I'd like the data below restated word for word, with the pictures left out.

— Dataset entries —
┌────────
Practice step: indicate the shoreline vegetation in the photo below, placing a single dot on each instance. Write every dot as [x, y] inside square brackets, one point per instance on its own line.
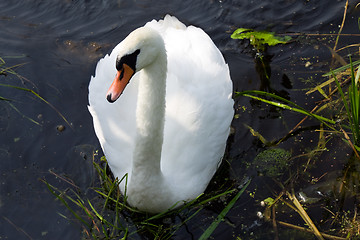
[102, 212]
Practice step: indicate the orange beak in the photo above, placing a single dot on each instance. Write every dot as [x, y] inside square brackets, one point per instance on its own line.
[121, 80]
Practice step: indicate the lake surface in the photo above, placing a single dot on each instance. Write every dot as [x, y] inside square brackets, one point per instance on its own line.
[60, 42]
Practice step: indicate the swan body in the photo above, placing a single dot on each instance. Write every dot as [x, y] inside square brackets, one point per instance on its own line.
[168, 129]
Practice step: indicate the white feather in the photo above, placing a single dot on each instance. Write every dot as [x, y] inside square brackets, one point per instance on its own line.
[198, 113]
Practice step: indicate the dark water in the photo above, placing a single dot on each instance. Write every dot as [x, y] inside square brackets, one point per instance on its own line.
[61, 41]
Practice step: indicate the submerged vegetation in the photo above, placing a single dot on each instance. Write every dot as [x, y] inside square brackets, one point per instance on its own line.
[327, 205]
[296, 193]
[107, 216]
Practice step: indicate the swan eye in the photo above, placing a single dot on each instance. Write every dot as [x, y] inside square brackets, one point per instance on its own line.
[122, 73]
[128, 59]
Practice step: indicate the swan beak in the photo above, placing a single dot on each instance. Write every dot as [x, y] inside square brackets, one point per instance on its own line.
[121, 80]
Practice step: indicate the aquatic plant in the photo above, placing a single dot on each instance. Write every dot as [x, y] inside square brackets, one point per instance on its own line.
[108, 216]
[352, 102]
[259, 39]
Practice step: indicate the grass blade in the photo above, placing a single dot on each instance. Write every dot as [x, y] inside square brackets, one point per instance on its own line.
[295, 108]
[223, 213]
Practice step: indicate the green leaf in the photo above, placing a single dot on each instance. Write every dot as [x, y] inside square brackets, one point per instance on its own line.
[259, 37]
[222, 215]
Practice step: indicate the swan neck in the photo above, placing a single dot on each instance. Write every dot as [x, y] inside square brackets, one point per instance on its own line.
[150, 115]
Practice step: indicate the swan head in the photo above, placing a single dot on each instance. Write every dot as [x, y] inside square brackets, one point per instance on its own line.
[137, 51]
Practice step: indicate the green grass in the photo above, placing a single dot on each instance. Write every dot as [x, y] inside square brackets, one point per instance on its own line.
[107, 216]
[352, 103]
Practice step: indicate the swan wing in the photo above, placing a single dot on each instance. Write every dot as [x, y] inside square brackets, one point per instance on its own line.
[199, 107]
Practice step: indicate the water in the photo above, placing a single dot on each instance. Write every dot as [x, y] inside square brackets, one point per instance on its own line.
[61, 41]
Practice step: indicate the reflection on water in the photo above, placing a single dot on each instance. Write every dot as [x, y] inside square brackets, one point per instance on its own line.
[60, 41]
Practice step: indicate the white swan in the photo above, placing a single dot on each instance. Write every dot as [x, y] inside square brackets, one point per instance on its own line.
[168, 130]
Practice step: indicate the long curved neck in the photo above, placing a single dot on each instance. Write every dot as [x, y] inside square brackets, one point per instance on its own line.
[150, 115]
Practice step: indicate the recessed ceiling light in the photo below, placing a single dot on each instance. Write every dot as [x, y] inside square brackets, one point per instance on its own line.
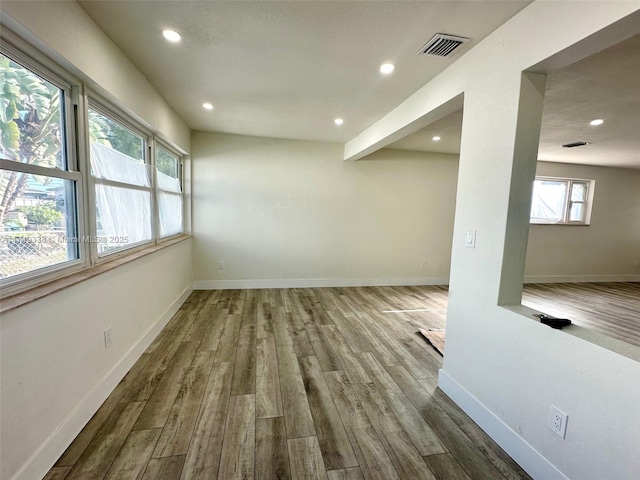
[172, 36]
[387, 68]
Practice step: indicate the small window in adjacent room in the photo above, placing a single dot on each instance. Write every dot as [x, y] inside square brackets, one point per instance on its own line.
[561, 201]
[168, 193]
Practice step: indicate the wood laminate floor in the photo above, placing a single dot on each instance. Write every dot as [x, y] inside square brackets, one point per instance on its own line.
[609, 308]
[325, 383]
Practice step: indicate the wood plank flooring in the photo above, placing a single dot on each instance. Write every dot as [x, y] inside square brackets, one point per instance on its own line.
[609, 308]
[291, 384]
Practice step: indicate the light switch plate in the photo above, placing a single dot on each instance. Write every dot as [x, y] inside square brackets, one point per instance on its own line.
[471, 239]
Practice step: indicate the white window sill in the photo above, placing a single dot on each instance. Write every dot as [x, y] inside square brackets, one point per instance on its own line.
[12, 302]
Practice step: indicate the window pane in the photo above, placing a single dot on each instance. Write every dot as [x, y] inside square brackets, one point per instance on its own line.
[166, 163]
[123, 217]
[548, 201]
[578, 192]
[576, 212]
[31, 118]
[38, 222]
[112, 165]
[107, 132]
[170, 212]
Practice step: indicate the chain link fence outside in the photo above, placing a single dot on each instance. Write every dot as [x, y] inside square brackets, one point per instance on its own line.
[22, 252]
└────────
— Worked solution —
Practice step: indicate the shoreline vegetation in the photo below, placing a single dot on each instance. Write every dot as [x, y] inside square brackets, one point per instance on its own line.
[102, 212]
Practice step: indicate the orange beak in the photo above, placing a single dot on each instance. Write every dot as [x, y] inside square brackets, one point per instance on its own line.
[121, 80]
Practice step: indicate the lake surface in the photo above, placing a single dot on each instance. Write every dot as [x, y] inside square brackets, one point per instance on its own line.
[60, 42]
Practice step: indicate the swan body in the photo above, placing a single dot on each instance. Write every dot as [x, y] inside square brackets, one point per instance on its own line.
[168, 129]
Practice step: indicate the white feather in the photo above, placing a single dot on each instance. Write every dot as [x, y] inside square brackets, one point per instance on its own line.
[198, 113]
Practice step: indicate the dark water in the photo above, placing a single dot on each instance. Write every dot as [x, y] inside square brackets, one point per instance on its own line.
[61, 41]
Practice step: indicate the submerged vegetation in the photo above, placing a single dot on each instance. Write every dot as [x, y] inside square brackets, one point per instance on its own line.
[327, 205]
[296, 193]
[107, 216]
Practice step: indicate the swan eye in the photo above, placing a single dot on each instance. Write every dot as [x, y] inside square brackets, one point per instance on its own line.
[122, 73]
[128, 59]
Practice step: indicate the swan beak in the photo above, placing a single dot on each instance. Write every dot as [x, y] inside square brackets, one point per instance on its own line.
[121, 80]
Practice step: indicate the aquatic plant in the photo above, placing a single dot on each instance. Write every dot as [x, y] inside square brackets, one point per instance on its own line.
[108, 216]
[352, 102]
[259, 39]
Practice step: indicate the grass blade in the photo above, placing a single dot on each instance. Write every dot as [x, y] inside square brackets, one point per instance on its own line.
[295, 108]
[223, 213]
Practice step: indicate the green leaf in the photo above, placing a single dot on each instance. Write every dot as [x, y] inside square brackets, one point per instance on its own line.
[259, 37]
[222, 215]
Practice step: indicate the swan neck in the photo above, placing a single dot on each instance. Write every dot as [x, y] inside square brackets, one point per instance on its own line.
[150, 115]
Practice step: indicate the swan head in the photo above, placing a single dot on each instance. Write every dot as [x, y] inside square brackets, one point per instance on its own line.
[137, 51]
Practice step: indicate the green grass in the photo above, placing a single dot on each instance. Write every dot as [x, y] inside square brackets, one point per instance on its own line.
[107, 216]
[352, 103]
Practice step: indicate the swan wing in the photo above, placing a single dot on each instance. Write every dot as [x, y] inside square brackets, one point per instance on its own line.
[199, 107]
Practice step: indicate the water in the photo above, placing a single dot on each instance. Write every dot as [x, y] inside square brackets, one point per instance on its own line.
[61, 41]
Practice step: indicate the reflection on water in the photo above, placing a single dot on each instance. Write every dot as [x, y] inside square brackets, one point per instance on its own line.
[60, 41]
Practice step: indicate the white swan in the photo above, placing a single dot on each instance. Write every dot as [x, y] inside square brackets, one point per instance on its own line.
[168, 130]
Practice step: indicate the long curved neck in the photo above, placing a single dot on each instance. Write every dot as [x, y] inside square brackets, one point per instance on its own line.
[150, 115]
Practice step: indicate the recessed ceiling light in the photo below, placing a single dot on each instance. Write every dot as [x, y] inside square brackets, one point per instance on its own line.
[172, 36]
[387, 68]
Practice step: indicate the small window in adjacent room in the photo above, placing a single dot on each instance. Write every dot as [x, y] inside square brackets, one point per instance on its own line.
[561, 201]
[168, 193]
Practice step: indicate the wood laminate floor in the photo above, placing a single dot on each instance. Write every dot as [x, y] inside square brackets, one point per instance on its own line.
[609, 308]
[325, 383]
Practice step: indicate the wood plank flooring in the photo above, placing a single dot on each instance. Write every dot as [x, y] inside square brackets, one point per instance on its own line.
[609, 308]
[291, 384]
Practice step: indicate the light switch plate in the photo above, placing a single dot on each instance. Write every dot as [x, y] inside square brackets, one point per instance on its own line.
[471, 239]
Practice step: indicate the white window sill in the photo above, placing a single dot on each instance. Write every dot as [x, y] inside square brackets, one point per instance on its own line.
[12, 302]
Practice step: indicate the window pane in the photo above, placing a single dot on each instance. Write every dot as [x, y] inside square brackets, one point per instance on its own line.
[166, 163]
[123, 217]
[548, 201]
[578, 192]
[576, 212]
[31, 118]
[38, 222]
[112, 165]
[107, 132]
[170, 212]
Practice step: indicate the chain link fence outside in the photo above, placing a single dot on each instance. Write every dot as [x, y] inside square brackets, one point per instance on its own line.
[22, 252]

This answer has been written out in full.